**CONSIGNA A**
Resume en dos oraciones el fragmento sobre Hemingway, Welles y los toros.
**CONSIGNA B**
Prosigue el fragmento sobre Hemingway, Welles y los toros a partir de su última oración.

**FRAGMENTO**
↓↓↓
El mismo Hemingway hablando de su literatura expresó en cierta ocasión que el secreto de su éxito como escritor residía en no saber escribir. La declaración puede resultar un acto de humildad, pero no es cierto. Ese “no saber escribir” al que alude no es ni más ni menos que la irrupción de una nueva forma de escribir de la que Hemingway era consciente. Un estilo basado en las frases cortas y contundentes que otorgaba a sus novelas un aire tan directo que no se alejaba demasiado del estilo periodístico. En Hemingway parece tomar forma lo directo, lo eficaz, sus escritos son como manifiesta el personaje de María en Por quien doblan las campanas, hablando de las montañas: “En ellas sólo hay dos direcciones, hacia arriba y hacia abajo” Hemingway aborrece el circunloquio. Sus escritos son esencialmente masculinos. Su visión del mundo de los toros es prácticamente equivalente. Una vez dijo que iba a España a ver algo “simple y bárbaro”. Aquí viene y se enamora de los toros pero siempre, hasta el final de su vida, representaron para él la sacralización del eterno masculino. Se interesa por la técnica del toreo, el nombre de los diferentes lances, sabe diferenciar entre los naturales de perfil y los naturales ayudados de su amigo Antonio Ordóñez. Pero por encima de todo le interesa ese enfrentamiento con la muerte que no tiene nada de ambiguo, esa lucha simple y descarnada que es lo más evidente cuando se acude a una tarde de toros. Lo más obvio que le ofrecía, dicho sea de paso, aquel “Ruedo Ibérico” del que hablaba Valle Inclán y que es precisamente el que se encuentra a su llegada a España. Lucha masculina en toda su crudeza ancestral y fratricida; carnaza para militares y nacionalistas de todo pelaje.

La voz de Orson Wells es aterciopelada. A diferencia de su compatriota y contemporáneo se mueve en el mundo de los matices. El terciopelo admite destellos de sol y de sombra como la misma plaza. Hemingway es siempre fiel a sí mismo; Welles, por el contrario es una sucesión de personajes que buscan un objetivo común que se les hace esquivo. Welles es Otelo, es Falstaff, es la palabra misteriosa del ciudadano Kane, cuya comprensión constituye por sí sola el sentido de toda una existencia; se mueve en un universo shakespireano que admite fácilmente la ambigüedad. Es así como descubre que el mundo de los toros es un terreno abonado para lo ambiguo. Las imágenes taurinas se repiten en sus obras siempre revestidas de un halo esencialmente sexual. El toro es masculino por naturaleza, el torero no siempre lo es y ahí estriba la ambigüedad de la fiesta. Al toro negro y macho de pitones siempre enhiestos, el torero contrapone un mundo que no es estrictamente varonil. Un mundo de colores y de formas que juega con la muerte, pero esencialmente con la vida. No es casualidad que en un momento dado en su finca de California busque a un torero mexicano para que le enseñe suertes con una vaquilla a Rita Haywarth, tampoco es casual que el colosal director de cine celebre como una revelación, la aparición de la torera Conchita Cintrón. Aquel acontecimiento ponía de manifiesto una idea largamente acariciada. Si el toro es el representante supremo del principio masculino sobre la tierra, entonces sólo puede ser derrotado por una mujer. Fiel a este principio llega a calificar a la torera como “Caballero sin armadura”; frase que constituye en sí misma un monumento a lo ambiguo.
↑↑↑
**DATOS MOSTRADOS**
↓↓↓
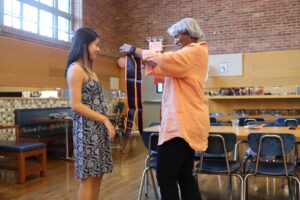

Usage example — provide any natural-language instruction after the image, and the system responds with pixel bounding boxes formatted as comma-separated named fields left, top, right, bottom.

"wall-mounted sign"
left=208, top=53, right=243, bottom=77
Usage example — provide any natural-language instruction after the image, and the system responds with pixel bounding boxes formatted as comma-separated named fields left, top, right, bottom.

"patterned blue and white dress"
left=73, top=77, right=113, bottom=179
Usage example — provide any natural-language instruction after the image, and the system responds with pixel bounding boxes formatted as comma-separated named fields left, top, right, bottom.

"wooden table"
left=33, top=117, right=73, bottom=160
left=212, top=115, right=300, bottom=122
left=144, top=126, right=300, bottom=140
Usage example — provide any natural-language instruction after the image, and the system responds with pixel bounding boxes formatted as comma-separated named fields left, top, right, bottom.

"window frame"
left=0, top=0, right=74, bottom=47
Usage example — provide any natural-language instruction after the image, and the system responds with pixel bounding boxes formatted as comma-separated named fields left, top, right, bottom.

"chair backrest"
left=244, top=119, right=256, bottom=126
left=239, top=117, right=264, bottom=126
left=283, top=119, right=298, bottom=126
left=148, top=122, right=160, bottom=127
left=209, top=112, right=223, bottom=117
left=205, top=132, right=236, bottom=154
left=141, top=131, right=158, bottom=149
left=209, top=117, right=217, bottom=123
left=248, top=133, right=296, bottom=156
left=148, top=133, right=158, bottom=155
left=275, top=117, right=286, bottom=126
↑↑↑
↓↓↓
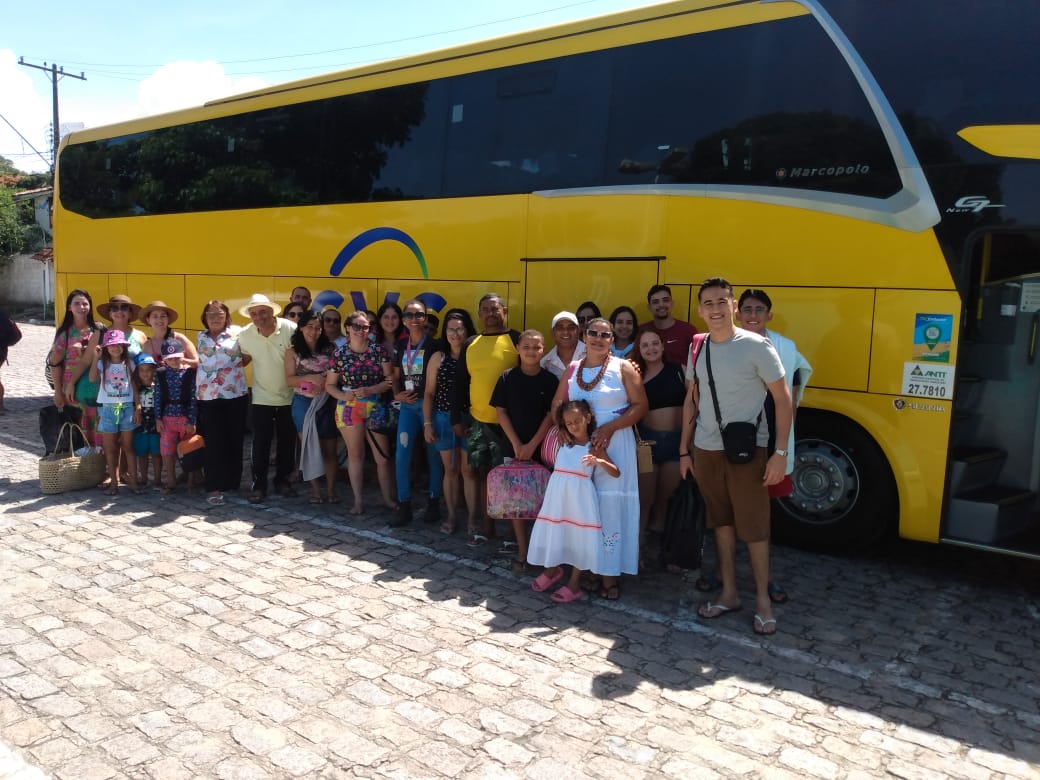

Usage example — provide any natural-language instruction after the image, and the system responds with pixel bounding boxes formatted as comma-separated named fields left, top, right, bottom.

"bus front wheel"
↑↑↑
**RESULTADO A**
Hemingway atribuía su éxito a "no saber escribir", es decir, a una nueva forma de escribir con frases cortas y contundentes, y en los toros le interesaba sobre todo el enfrentamiento simple y descarnado con la muerte, que representaba para él la sacralización del eterno masculino. Welles, en cambio, se movía en el mundo de los matices y descubrió en la fiesta taurina un terreno abonado para lo ambiguo, hasta celebrar como una revelación la aparición de la torera Conchita Cintrón.

**RESULTADO B**
Hemingway se pega un tiro en su casa de Idaho. Su muerte es la constatación de que las montañas solo pueden subirse o bajarse. Tocaba bajar y decidió despeñarse por una ladera. No había otra salida; la vida no admite circunloquios. Orson Welles muere de muerte natural, casi podría decirse que a condición de que sus cenizas reposen en un pozo de Ronda. La decisión tiene algo de prestidigitación taurina. Ronda y Antonio Ordóñez también significaban para él algo muy profundo, una especie de símbolo quizá. Mientras Hemingway opta por una muerte que tiene algo de torero en su libre aceptación, Welles escoge hacerse uno con esa tierra donde se escenifica el toreo mismo.

Cerremos con otra anécdota. Años antes el guionista Peter Viertel le preguntó a propósito de “The Sacred Beasts” quien era el anciano enamorado de los toros si Hemingway o él mismo. “Ambos” respondió Welles y después guardó silencio.